→ Job: Please copy out verbatim the part of the listing below that begins with the line containing "Task: point to every instance of the oven" and continues through the final line of the listing.

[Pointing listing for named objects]
= = = = =
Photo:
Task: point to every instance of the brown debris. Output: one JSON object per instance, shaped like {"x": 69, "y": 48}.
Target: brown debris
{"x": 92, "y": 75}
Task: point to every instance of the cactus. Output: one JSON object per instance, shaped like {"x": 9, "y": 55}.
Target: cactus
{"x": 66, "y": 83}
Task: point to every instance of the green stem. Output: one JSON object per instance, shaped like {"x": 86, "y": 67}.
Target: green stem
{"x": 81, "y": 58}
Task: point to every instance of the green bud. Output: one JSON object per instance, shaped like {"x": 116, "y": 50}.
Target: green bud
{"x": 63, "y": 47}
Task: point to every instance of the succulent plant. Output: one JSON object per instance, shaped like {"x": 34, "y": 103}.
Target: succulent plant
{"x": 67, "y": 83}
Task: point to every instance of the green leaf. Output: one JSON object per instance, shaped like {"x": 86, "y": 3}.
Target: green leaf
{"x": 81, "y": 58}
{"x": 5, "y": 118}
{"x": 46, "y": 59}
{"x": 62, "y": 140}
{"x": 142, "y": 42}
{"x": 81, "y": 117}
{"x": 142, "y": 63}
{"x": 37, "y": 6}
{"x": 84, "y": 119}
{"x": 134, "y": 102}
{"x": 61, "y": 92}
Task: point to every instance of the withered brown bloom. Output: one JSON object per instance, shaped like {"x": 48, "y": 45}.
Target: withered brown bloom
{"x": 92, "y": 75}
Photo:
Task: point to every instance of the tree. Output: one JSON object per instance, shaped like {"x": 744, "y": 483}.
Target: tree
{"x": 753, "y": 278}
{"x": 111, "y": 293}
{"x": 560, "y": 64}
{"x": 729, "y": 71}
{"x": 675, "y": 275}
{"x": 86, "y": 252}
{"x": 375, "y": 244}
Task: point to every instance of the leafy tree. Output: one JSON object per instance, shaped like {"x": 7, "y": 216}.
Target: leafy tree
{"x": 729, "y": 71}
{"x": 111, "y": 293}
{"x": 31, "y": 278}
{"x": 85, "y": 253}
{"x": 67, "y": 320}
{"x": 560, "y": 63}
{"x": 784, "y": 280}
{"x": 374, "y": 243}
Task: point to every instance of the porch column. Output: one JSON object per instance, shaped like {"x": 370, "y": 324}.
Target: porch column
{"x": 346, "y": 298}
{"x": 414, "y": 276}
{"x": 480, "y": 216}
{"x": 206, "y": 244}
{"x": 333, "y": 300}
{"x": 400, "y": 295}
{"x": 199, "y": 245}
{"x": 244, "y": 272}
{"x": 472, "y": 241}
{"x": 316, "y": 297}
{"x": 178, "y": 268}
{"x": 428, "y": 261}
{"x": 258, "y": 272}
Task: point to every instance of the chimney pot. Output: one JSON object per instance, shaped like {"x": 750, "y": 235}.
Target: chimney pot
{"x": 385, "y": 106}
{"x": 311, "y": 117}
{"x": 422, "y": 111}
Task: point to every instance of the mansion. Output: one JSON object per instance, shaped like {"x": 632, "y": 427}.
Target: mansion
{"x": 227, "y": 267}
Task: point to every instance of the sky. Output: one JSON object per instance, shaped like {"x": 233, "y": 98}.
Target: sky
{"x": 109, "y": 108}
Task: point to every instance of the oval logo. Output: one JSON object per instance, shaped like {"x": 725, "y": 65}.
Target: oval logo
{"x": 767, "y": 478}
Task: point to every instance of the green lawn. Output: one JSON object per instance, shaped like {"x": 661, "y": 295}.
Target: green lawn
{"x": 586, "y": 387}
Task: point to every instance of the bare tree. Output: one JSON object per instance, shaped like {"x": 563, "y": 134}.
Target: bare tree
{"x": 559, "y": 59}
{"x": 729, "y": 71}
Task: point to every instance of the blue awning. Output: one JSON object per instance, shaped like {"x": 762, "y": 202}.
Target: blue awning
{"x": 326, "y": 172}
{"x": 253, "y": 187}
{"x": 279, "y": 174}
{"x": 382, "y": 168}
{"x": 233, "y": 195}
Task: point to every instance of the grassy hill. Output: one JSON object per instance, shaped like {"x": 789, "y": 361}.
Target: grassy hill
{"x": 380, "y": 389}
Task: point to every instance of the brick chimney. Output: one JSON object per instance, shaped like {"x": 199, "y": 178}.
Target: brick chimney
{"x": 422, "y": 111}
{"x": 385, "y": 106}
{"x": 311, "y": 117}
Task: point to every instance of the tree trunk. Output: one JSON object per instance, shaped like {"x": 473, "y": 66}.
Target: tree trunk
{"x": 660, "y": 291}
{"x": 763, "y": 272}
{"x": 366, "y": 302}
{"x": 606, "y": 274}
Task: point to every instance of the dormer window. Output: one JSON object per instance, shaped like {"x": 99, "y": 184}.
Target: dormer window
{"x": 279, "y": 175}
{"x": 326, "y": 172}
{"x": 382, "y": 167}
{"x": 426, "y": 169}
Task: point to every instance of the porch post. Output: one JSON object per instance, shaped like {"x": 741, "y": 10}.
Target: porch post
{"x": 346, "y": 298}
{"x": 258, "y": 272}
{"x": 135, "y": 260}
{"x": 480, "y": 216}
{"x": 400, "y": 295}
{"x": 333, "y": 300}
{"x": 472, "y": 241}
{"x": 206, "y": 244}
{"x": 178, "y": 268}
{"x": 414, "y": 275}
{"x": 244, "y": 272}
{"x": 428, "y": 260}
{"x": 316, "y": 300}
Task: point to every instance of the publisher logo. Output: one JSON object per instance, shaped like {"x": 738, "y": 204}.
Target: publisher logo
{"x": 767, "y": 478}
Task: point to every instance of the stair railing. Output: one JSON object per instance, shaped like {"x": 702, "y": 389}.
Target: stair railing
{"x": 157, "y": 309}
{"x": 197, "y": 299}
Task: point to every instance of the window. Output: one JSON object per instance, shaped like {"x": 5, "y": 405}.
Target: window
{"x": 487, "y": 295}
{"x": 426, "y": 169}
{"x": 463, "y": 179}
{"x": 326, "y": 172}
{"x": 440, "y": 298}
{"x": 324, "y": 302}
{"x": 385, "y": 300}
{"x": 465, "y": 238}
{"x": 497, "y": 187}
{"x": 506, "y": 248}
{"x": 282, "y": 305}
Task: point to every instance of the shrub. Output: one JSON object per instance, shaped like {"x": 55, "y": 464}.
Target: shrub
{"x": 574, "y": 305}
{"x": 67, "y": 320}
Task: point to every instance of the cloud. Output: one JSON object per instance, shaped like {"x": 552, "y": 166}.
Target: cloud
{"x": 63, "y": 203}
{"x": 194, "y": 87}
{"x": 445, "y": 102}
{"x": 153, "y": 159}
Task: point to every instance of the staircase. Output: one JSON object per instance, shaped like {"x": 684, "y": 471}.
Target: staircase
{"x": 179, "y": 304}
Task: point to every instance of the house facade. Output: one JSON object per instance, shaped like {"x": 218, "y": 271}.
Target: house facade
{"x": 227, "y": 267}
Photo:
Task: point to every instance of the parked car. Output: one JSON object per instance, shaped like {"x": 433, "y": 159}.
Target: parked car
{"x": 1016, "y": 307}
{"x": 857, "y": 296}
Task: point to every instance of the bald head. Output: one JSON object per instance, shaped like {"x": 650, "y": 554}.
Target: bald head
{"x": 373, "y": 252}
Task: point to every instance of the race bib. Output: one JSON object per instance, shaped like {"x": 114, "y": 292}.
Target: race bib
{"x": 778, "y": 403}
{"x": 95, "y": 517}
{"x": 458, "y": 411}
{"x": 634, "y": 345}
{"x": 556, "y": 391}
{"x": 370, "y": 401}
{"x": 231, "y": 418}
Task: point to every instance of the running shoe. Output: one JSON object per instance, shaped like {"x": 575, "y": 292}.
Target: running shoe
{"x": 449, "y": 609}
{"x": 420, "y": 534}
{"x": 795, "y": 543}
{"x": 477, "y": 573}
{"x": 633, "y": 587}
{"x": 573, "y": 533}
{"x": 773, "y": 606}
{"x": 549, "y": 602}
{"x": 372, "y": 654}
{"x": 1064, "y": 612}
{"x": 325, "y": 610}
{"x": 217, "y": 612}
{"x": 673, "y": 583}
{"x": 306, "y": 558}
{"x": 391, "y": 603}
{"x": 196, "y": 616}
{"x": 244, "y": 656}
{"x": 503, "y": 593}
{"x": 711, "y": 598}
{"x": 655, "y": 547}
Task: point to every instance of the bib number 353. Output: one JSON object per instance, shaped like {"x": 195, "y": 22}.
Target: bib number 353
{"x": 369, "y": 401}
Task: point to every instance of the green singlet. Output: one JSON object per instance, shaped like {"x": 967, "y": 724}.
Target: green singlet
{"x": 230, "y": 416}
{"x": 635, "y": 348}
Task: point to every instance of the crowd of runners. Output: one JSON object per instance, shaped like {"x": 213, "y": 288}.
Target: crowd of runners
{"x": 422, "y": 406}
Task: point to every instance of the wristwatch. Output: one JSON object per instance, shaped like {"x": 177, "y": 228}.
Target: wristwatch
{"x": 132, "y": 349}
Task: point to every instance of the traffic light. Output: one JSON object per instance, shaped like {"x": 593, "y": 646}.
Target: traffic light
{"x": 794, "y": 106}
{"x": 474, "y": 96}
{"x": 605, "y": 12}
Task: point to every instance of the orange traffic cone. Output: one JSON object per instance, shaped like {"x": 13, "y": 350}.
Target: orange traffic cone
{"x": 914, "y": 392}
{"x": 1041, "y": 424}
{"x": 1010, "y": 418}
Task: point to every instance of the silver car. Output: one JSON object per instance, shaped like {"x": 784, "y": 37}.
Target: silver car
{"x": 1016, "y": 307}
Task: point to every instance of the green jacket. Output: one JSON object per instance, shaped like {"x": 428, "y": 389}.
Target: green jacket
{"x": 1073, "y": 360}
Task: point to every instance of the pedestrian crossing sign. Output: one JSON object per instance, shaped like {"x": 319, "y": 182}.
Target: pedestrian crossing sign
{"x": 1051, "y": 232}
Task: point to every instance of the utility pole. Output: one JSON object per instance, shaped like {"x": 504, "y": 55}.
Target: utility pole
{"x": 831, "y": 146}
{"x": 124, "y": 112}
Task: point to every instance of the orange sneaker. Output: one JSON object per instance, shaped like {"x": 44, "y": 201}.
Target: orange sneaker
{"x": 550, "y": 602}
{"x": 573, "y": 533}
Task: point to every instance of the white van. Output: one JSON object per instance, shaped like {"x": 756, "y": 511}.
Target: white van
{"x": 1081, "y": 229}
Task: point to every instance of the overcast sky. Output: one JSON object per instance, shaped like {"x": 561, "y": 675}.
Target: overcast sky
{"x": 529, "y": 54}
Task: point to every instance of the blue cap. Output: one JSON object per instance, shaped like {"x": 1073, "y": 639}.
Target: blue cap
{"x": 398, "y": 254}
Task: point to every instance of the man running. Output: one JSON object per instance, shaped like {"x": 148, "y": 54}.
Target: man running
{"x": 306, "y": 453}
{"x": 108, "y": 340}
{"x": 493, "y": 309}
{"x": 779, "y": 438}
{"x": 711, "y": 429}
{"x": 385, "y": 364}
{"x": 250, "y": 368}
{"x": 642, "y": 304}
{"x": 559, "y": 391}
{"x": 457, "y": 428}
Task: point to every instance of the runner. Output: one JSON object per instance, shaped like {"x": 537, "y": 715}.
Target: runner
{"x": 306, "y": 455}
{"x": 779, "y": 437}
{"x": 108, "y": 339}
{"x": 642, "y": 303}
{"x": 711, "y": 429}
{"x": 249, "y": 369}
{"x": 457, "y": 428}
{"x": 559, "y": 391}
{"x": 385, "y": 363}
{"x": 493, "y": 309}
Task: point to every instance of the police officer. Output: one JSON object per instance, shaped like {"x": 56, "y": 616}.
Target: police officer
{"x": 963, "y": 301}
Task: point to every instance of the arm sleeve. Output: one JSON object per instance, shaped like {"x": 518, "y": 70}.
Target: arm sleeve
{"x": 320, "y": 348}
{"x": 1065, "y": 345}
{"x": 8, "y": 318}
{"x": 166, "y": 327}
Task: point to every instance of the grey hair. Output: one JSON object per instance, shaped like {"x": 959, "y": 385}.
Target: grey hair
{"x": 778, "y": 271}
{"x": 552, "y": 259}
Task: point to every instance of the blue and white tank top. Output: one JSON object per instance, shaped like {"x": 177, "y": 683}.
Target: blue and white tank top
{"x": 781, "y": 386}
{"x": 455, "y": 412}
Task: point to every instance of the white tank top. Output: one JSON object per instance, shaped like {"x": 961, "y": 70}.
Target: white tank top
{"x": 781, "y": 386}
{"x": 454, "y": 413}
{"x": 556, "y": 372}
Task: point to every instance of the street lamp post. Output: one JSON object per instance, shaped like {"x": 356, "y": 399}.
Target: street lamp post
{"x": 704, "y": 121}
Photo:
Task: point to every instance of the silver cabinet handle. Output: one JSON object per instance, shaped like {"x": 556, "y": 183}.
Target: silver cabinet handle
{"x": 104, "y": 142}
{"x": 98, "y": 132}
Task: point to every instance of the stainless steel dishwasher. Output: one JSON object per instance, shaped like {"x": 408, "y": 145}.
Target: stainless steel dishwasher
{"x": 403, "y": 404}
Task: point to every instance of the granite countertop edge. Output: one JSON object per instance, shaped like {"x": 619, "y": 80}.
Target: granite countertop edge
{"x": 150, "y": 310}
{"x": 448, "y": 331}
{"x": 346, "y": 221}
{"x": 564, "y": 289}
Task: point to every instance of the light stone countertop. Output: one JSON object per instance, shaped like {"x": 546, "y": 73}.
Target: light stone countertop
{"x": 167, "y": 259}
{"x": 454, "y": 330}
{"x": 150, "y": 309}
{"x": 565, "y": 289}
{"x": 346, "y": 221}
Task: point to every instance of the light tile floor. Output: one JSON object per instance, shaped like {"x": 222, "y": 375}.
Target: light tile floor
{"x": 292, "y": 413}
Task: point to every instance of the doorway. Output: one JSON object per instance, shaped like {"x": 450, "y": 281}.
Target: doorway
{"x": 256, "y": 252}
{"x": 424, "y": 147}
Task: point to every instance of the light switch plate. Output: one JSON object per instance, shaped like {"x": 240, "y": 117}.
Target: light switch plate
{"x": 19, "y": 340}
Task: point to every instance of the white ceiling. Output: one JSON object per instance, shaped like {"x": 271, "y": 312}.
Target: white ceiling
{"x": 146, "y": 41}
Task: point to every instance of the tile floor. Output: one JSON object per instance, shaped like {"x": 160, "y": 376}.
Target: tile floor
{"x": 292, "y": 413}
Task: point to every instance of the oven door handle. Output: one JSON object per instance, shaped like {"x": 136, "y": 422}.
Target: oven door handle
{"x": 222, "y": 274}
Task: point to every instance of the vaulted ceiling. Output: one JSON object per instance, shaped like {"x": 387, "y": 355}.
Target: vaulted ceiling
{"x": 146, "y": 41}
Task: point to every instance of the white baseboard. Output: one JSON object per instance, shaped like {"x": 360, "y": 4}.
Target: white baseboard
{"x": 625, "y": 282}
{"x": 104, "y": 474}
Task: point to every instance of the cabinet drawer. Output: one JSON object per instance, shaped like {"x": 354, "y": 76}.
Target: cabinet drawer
= = = = =
→ Exercise result:
Task: point to every instance of the oven door handle. Output: one JSON object per instance, shaped like {"x": 136, "y": 422}.
Target: oven door handle
{"x": 222, "y": 274}
Task: point to every instance of the vaulted ceiling. Output: one JSON object per instance, shaped like {"x": 387, "y": 355}.
Target: vaulted ceiling
{"x": 146, "y": 41}
Task: point to every instance of the white baseboard. Output: one JSON object per instance, shaped like {"x": 360, "y": 4}.
Target: white baseboard
{"x": 625, "y": 282}
{"x": 104, "y": 474}
Task: point to every instance of the cabinet drawer. Output: one JSON object per instance, shaped like {"x": 354, "y": 76}.
Target: cabinet drawer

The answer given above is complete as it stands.